**** Source extract ****
I am not homosexual.  I do not associate with homosexuals in my social life.  But I am not affraid of them either.  And I do know quite a few because of work and professional associations. We're not buddies outside of work, but I respect them as people and as professionals in their fields. 

They had no more choice in being gay or lesbian than I did in being born male, hispanic, fat, or from Florida.  So please, quit fooling yourselves that being gay is a choice.  It's not a choice.  No one would choose to be ostracised from society, ridiculed for their sexual proclivity, and belittled for their natural condition, any more than you would want to be called ignorant, backwards or obstinant.  

Stop trying to mold the world into your perfect little ideal of what _should be_ and accept it for what it is. Not everyone is the same.  And calling it a sin doesn't change the fact that they are born like that.  There are a whole group of people in the world that are homosexual.  Just like there are many different races of people in the world.  You don't have to like them or associate with them, but you better accept the fact that they exsist and have as much right to do so under law and in God's eyes.  

God made us all.  He made us different sizes, different colors, different races and religions.  He even made some of us defective in physical ability and mental capacity.  Would you love your child any less if he was born  retarded, blind or deaf?  Would any of you who think homosexuality is a choice disown your own flesh and blood if they were born homosexual?  Answer those questions and then pass judgement on the lesbians and gays.  The premise for the argument that homosexuality is a choice is preposterous and hypocrytical.


----------



## widowmaker1 (May 6, 2008)

what makes you right and not i....just my OPINION........
      CHOICE....CHOICE...CHOICE


----------



## huntmstr (May 6, 2008)

widowmaker1 said:


> what makes you right and not i....just my OPINION........
****
List of tasks:
1. Answer these questions from the forum thread:
(a) Which state does the first post's writer say they are from?
(b) Which username posted the first reply on May 6, 2008?
(c) Which word does that reply repeat three times?
2. Return the lines of the listing unchanged, from its start up to and including the line with "251 86 L 233".
The listing that follows is unrelated to the forum thread.
**** Input records ****
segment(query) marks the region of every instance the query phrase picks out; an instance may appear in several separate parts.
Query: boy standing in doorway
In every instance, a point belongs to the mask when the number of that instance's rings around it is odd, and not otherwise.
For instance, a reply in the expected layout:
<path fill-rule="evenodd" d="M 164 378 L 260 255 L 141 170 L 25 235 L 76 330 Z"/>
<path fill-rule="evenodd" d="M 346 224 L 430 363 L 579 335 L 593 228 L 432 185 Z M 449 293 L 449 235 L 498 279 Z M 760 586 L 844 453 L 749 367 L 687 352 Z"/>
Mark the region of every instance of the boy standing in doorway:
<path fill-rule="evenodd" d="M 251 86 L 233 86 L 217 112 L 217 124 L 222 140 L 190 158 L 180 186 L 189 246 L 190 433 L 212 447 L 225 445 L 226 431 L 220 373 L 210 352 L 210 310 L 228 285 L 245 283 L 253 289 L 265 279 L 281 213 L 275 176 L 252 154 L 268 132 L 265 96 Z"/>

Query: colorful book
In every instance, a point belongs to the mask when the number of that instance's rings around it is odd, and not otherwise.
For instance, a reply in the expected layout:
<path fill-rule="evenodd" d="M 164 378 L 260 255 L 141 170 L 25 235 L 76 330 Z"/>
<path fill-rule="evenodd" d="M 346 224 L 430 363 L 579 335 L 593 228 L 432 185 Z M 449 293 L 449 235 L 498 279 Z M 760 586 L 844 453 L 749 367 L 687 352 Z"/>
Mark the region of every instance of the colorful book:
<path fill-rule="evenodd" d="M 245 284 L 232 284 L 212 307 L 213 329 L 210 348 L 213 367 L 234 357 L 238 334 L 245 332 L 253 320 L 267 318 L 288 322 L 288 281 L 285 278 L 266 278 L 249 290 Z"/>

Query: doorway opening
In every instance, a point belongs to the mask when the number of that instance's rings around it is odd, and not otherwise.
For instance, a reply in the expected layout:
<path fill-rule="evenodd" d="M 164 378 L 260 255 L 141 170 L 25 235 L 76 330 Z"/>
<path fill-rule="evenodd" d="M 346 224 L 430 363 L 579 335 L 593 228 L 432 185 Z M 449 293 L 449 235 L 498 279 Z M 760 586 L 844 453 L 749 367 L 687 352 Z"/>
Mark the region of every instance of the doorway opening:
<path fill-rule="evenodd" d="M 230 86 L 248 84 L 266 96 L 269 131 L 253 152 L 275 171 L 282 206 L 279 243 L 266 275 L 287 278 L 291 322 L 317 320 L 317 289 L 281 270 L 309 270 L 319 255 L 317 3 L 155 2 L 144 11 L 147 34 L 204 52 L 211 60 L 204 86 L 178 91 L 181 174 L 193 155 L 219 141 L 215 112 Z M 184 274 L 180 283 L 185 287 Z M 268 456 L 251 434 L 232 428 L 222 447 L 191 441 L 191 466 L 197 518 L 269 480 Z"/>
****
Task results:
1.
(a) Florida
(b) widowmaker1
(c) CHOICE

2.
segment(query) marks the region of every instance the query phrase picks out; an instance may appear in several separate parts.
Query: boy standing in doorway
In every instance, a point belongs to the mask when the number of that instance's rings around it is odd, and not otherwise.
For instance, a reply in the expected layout:
<path fill-rule="evenodd" d="M 164 378 L 260 255 L 141 170 L 25 235 L 76 330 Z"/>
<path fill-rule="evenodd" d="M 346 224 L 430 363 L 579 335 L 593 228 L 432 185 Z M 449 293 L 449 235 L 498 279 Z M 760 586 L 844 453 L 749 367 L 687 352 Z"/>
Mark the region of every instance of the boy standing in doorway:
<path fill-rule="evenodd" d="M 251 86 L 233 86 L 217 112 L 217 124 L 222 140 L 190 158 L 180 186 L 189 246 L 190 433 L 212 447 L 225 445 L 226 431 L 220 373 L 210 352 L 210 310 L 228 285 L 245 283 L 253 289 L 265 279 L 281 213 L 275 176 L 252 154 L 268 132 L 265 96 Z"/>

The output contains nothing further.